# Detalles de la tarea
Enumera todas las personas que el fragmento sobre los huarpes presenta como ricos, sabios, teólogos, políticos o gobernantes que tuvieron antes los colonos españoles.

# Fragmento para leer
_ _ _ _
Grande y numerosa era sin duda la nación de los huarpes que habitó los valles de Tulun, Mogna, Jachal y las Llanuras de Guanacache. La tierra estaba en el momento de la Conquista «muy poblada de naturales» dice la probanza.

El historiador Ovalle, que visitó el Cuyo sesenta años después, habla de una gramática y de un libro de oraciones cristianas en el idioma huarpe, de que no quedan entre nosotros más vestigios que los nombres citados, y Puyuta, nombre de un barrio, y Angaco, Vicuña, Villicun, Guanacache, y otros pocos. ¡Ay de los pueblos que no marchan! ¡Si solo se quedaran atrás! Tres siglos han bastado para que sean borrados del catálogo de las naciones los huarpes. ¡Ay de vosotros colonos españoles rezagados! Menos tiempo se necesita para que hayáis descendido de provincia confederada, a aldea, de aldea a pago, de pago a bosque inhabitado. Teníais ricos antes como don Pedro Carril, que poseía tierras desde la calle honda hasta el Pie-de-Palo. ¡Ahora son pobres todos!. Sabios como el abate don Manuel Morales, que escribió la historia de su patria y las observaciones, sobre la cordillera y las llanuras de Cuyo; teólogos como fray Miguel Albarracín, políticos como Laprida presidente del Congreso de Tucumán, gobernantes como Ignacio de la Rosa y Salvador María del Carril. Hoy no tenéis ya ni escuelas siquiera, y el nivel de la barbarie lo pasean a su altura los mismos que os gobiernan. De la ignorancia general, hay otro paso, la pobreza de todos, y ya lo habéis dado. El paso que sigue es la oscuridad, y desaparecen enseguida los pueblos sin que se sepa a dónde ni cuando se fueron.
_ _ _ _
# Registros listados

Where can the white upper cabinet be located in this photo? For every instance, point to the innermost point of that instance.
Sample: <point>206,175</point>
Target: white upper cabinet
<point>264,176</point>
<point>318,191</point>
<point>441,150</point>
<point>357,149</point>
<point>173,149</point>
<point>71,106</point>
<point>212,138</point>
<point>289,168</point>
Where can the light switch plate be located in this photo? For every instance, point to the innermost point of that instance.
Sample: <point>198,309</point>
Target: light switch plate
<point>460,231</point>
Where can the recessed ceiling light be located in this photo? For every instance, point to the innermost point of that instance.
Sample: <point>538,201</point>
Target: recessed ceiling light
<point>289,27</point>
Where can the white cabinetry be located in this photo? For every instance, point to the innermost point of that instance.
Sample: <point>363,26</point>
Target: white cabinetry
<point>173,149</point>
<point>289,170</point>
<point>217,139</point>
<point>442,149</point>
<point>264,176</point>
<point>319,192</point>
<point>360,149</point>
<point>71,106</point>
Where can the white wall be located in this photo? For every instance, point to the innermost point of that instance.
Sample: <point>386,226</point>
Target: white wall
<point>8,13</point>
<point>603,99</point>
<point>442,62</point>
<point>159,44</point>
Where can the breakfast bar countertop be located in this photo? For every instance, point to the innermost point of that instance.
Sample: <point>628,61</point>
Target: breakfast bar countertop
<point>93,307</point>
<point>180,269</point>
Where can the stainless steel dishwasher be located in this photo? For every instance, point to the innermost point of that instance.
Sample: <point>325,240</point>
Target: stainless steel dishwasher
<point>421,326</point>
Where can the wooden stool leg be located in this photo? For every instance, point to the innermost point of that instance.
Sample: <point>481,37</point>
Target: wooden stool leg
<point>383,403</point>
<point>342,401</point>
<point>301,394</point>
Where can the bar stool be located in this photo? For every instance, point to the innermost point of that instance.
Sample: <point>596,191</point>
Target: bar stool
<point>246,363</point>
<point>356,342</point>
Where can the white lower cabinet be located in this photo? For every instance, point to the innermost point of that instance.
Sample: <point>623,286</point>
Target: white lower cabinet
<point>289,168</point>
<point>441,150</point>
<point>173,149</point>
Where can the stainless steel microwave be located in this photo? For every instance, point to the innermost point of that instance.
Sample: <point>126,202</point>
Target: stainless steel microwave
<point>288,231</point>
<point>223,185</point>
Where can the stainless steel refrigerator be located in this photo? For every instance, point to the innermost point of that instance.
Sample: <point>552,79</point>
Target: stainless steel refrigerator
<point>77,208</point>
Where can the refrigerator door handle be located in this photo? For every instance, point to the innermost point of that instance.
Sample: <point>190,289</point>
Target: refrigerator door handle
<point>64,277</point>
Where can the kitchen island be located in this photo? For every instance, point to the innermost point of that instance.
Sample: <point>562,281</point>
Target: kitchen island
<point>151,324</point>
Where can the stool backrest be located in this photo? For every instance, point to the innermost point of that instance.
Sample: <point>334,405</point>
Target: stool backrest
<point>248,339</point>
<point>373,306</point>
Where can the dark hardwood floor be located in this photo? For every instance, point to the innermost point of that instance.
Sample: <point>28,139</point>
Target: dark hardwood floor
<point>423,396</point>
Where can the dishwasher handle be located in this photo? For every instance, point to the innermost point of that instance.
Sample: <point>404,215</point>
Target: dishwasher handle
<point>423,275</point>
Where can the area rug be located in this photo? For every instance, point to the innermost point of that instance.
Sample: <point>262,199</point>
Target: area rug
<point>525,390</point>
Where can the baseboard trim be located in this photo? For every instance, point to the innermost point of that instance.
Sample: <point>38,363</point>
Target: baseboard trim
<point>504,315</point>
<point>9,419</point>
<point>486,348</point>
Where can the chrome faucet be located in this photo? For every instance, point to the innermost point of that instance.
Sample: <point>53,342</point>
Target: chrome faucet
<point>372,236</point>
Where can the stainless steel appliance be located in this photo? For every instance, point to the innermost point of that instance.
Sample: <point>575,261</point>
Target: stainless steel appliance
_ _ _ _
# Resultado
- Don Pedro Carril
- El abate don Manuel Morales
- Fray Miguel Albarracín
- Laprida
- Ignacio de la Rosa
- Salvador María del Carril